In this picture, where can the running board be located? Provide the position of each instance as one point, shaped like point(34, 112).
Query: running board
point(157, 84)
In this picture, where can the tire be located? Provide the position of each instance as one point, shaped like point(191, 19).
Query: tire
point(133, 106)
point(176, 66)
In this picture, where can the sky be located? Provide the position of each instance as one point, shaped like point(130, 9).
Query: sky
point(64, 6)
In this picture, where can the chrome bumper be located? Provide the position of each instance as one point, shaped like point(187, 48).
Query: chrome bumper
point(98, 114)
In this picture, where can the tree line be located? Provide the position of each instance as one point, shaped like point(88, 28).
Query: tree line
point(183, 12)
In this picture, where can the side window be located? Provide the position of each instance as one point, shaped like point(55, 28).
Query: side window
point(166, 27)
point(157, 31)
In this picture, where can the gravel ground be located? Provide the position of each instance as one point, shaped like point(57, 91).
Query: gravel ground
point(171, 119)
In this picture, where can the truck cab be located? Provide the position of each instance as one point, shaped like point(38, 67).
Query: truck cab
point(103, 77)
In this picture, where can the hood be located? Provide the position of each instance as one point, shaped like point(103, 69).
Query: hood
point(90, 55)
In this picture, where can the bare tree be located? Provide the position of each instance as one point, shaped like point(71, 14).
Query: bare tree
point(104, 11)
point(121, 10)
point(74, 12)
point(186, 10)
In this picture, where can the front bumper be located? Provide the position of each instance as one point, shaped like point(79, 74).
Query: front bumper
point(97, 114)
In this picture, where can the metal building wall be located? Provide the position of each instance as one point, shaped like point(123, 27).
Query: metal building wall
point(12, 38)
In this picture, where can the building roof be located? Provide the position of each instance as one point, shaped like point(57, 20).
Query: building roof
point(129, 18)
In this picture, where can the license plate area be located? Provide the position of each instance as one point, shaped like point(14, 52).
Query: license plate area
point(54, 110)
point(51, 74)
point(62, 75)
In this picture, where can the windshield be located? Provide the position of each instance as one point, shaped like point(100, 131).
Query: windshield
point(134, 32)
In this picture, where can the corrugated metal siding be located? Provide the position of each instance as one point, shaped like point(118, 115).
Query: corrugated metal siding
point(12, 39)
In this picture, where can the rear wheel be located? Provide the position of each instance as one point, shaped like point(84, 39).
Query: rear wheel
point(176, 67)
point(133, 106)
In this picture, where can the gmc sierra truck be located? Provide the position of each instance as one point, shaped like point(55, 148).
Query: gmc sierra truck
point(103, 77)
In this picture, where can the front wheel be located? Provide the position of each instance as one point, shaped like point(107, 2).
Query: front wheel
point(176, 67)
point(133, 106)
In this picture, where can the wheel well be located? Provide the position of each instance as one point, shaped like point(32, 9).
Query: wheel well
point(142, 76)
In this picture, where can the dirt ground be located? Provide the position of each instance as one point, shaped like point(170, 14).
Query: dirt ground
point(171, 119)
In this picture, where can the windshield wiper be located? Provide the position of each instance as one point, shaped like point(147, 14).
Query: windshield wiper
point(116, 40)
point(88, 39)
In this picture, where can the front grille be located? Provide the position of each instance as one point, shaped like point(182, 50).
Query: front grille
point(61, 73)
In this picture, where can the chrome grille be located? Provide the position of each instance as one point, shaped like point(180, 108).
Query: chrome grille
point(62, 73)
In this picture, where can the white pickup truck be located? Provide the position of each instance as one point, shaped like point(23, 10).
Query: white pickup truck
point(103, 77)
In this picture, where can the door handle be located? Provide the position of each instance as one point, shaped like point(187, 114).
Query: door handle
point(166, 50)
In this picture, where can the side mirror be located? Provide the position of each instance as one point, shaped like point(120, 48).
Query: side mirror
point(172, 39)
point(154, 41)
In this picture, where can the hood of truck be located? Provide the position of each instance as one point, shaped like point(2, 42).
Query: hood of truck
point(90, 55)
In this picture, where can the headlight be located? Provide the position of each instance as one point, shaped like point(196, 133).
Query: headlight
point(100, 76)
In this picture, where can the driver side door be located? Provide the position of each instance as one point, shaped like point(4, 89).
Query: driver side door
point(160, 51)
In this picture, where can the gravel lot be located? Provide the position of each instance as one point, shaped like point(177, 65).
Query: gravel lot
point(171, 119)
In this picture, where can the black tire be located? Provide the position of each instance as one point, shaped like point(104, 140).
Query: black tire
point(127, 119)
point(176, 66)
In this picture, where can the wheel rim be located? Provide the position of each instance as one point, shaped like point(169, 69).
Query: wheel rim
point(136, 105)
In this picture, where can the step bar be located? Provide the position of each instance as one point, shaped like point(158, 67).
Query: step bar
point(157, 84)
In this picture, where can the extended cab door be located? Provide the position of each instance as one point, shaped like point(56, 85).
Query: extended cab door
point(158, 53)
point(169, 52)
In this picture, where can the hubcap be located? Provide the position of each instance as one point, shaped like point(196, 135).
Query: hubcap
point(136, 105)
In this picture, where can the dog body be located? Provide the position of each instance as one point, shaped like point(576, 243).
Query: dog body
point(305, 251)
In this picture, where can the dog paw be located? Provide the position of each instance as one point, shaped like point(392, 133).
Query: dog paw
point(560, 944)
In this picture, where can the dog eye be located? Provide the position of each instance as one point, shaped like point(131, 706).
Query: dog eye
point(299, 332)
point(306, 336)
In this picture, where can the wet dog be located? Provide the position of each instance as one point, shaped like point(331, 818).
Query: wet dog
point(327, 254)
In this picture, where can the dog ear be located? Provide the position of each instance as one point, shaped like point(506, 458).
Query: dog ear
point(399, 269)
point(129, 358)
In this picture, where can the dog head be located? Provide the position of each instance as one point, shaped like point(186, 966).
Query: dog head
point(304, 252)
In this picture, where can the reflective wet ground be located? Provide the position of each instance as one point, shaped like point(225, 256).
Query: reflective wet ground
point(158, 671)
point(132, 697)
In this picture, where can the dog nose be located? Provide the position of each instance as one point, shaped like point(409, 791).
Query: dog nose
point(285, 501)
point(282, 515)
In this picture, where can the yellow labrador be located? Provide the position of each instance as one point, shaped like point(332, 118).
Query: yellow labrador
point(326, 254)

---------------

| WRITTEN EXERCISE |
Reproduce the listing above word for word.

| WRITTEN RESPONSE |
In this picture, where can the running board be located? Provide the position of each instance as one point, shaped like point(34, 112).
Query: running board
point(157, 84)
In this picture, where can the tire be located? Provide the position of each instance as one point, shaped like point(191, 19).
Query: tire
point(133, 106)
point(176, 66)
In this picture, where can the sky be located? Provide the position of each instance as one point, shaped like point(130, 9).
Query: sky
point(64, 6)
In this picture, where can the chrome bumper be located? Provide the position of each instance as one point, shaped like point(187, 48).
Query: chrome bumper
point(98, 114)
In this picture, where can the tree line be located? Provide the position of each instance as one point, shaped like point(88, 28).
Query: tree line
point(183, 12)
In this picture, where can the side window be located? Provide the position of each instance as one point, shaped like point(55, 28).
Query: side window
point(166, 27)
point(157, 31)
In this picture, where can the gravel ground be located? Provide the position of each instance as one point, shaped like point(57, 91).
Query: gravel ground
point(171, 119)
In this picture, where can the truck cab be located? Provide the position of each instance as one point, shaped like point(38, 67).
Query: truck cab
point(103, 77)
In this picture, where can the hood be located? Provide the position of each instance as one point, shaped like point(103, 69).
Query: hood
point(90, 55)
In this picture, where can the bare tree be located? Provide the position of each instance as one point, shaped like point(71, 14).
Query: bare tree
point(104, 11)
point(121, 10)
point(74, 12)
point(186, 10)
In this picture, where can the front bumper be located? Provide the position of each instance as one point, shaped like point(79, 74).
Query: front bumper
point(97, 114)
In this picture, where can the metal building wall be located? Provide the position of each instance as one point, shaped like point(123, 27).
Query: metal building wall
point(12, 38)
In this picture, where can the building roof be located? Provide the position of each instance as one point, shaped like point(57, 20).
Query: building roof
point(129, 18)
In this picture, where can the license plate area be located? Provide the position of each instance as one point, shaped like point(14, 52).
Query: license plate area
point(54, 110)
point(51, 74)
point(62, 75)
In this picture, where can the windshield be located? Provide the position of each instance as one point, shaped like point(100, 131).
Query: windshield
point(134, 32)
In this picture, where can the corrugated metal siding be located? Provide the position of each instance as one point, shaped like point(118, 115).
Query: corrugated metal siding
point(12, 39)
In this picture, where can the rear wheel be located? Provide the position of each instance as one point, shaped like point(84, 39).
Query: rear wheel
point(176, 67)
point(133, 106)
In this picture, where can the gmc sierra truck be located? Provide the position of each instance as one point, shaped like point(55, 148).
Query: gmc sierra truck
point(103, 77)
In this picture, where can the front wheel be located? Provide the position of each instance as one point, shaped like point(107, 2).
Query: front wheel
point(176, 67)
point(133, 106)
In this picture, where can the wheel well be located? Provide the position of each instance as one point, shaped like point(32, 9).
Query: wheel well
point(142, 76)
In this picture, where can the dirt ground be located? Provide the position of each instance as one point, shaped like point(170, 14).
Query: dirt ground
point(171, 119)
In this picture, where can the windshield wiper be located? Provide the position of each instance as one point, shaped like point(147, 14).
Query: windshield wiper
point(116, 40)
point(88, 39)
In this picture, where can the front grille be located? Provide the position of each instance as one point, shaped like point(182, 50).
Query: front grille
point(61, 73)
In this picture, where can the chrome grille be located? Provide the position of each instance as one point, shaped like point(180, 108).
Query: chrome grille
point(62, 73)
In this picture, where can the white pickup truck be located? Provide the position of each instance as one point, shaped like point(23, 10).
Query: white pickup truck
point(103, 77)
In this picture, where can the door handle be located? Provide the position of each instance as one point, shaped like point(187, 114).
Query: door handle
point(166, 50)
In this picture, where can the side mirror be located? Provide the position of each instance as one point, shaped like point(120, 48).
Query: side mirror
point(172, 39)
point(154, 41)
In this picture, where can the hood of truck be located? Provide the position of each instance as one point, shaped like point(2, 42).
Query: hood of truck
point(90, 55)
In this picture, where can the headlight be located? Provide the position of each instance as one point, shaped like point(196, 133).
Query: headlight
point(100, 76)
In this picture, where can the driver side door be located? Provide the position of each instance as one point, shaped like point(4, 89).
Query: driver side door
point(160, 51)
In this picture, where can the gravel lot be located? Provide the position of each instance as one point, shaped like point(177, 65).
Query: gravel lot
point(171, 119)
In this picture, where can the black tire be located? Provide the position of each instance as one point, shaped like point(104, 140).
Query: black tire
point(127, 119)
point(176, 66)
In this picture, where can the wheel rim be located? Provide the position of each instance as one point, shaped like point(169, 69).
Query: wheel rim
point(136, 105)
In this picture, where can the step bar be located? Provide the position of each instance as one point, shaped like point(158, 67).
Query: step bar
point(157, 84)
In this picture, where can the extended cab door be located? Provide the position of each instance as one point, shaped like point(56, 85).
Query: extended cab door
point(158, 53)
point(169, 52)
In this picture, where can the hubcap be located? Provide the position of each instance as one point, shaped like point(196, 135).
Query: hubcap
point(136, 105)
In this picture, where can the dog body be located? Provide the position of each instance as one point, shaped like point(576, 243).
Query: dog body
point(305, 251)
In this picture, where can the dog paw be located? Provide the position of each instance as one point, shaped like point(392, 133).
Query: dog paw
point(560, 944)
In this picture, where can the dog eye be located? Provide the position of each instance as one point, shaped like point(131, 706).
Query: dog eye
point(299, 332)
point(306, 336)
In this picture, where can the wet dog be located? Provide the position of each instance as one point, shaped like point(331, 818).
Query: wet dog
point(327, 254)
In this picture, where can the dog ear be located? Provide the position of each instance as one point, shaped like point(506, 458).
Query: dog ear
point(399, 269)
point(129, 358)
In this picture, where can the dog head be located? Provide the position of each instance as one point, shaped like point(186, 966).
Query: dog head
point(304, 252)
In this picture, where can the reflective wet ground be located? Provide the position of each instance as one point, shaped like point(225, 256).
Query: reflective wet ground
point(158, 671)
point(132, 697)
In this picture, where can the dog nose be located? Provide the position of each instance as one point, shaped like point(409, 791).
Query: dog nose
point(285, 501)
point(282, 515)
In this picture, where can the yellow labrador be located? Provide the position of each instance as one point, shaped like point(332, 118).
Query: yellow labrador
point(326, 254)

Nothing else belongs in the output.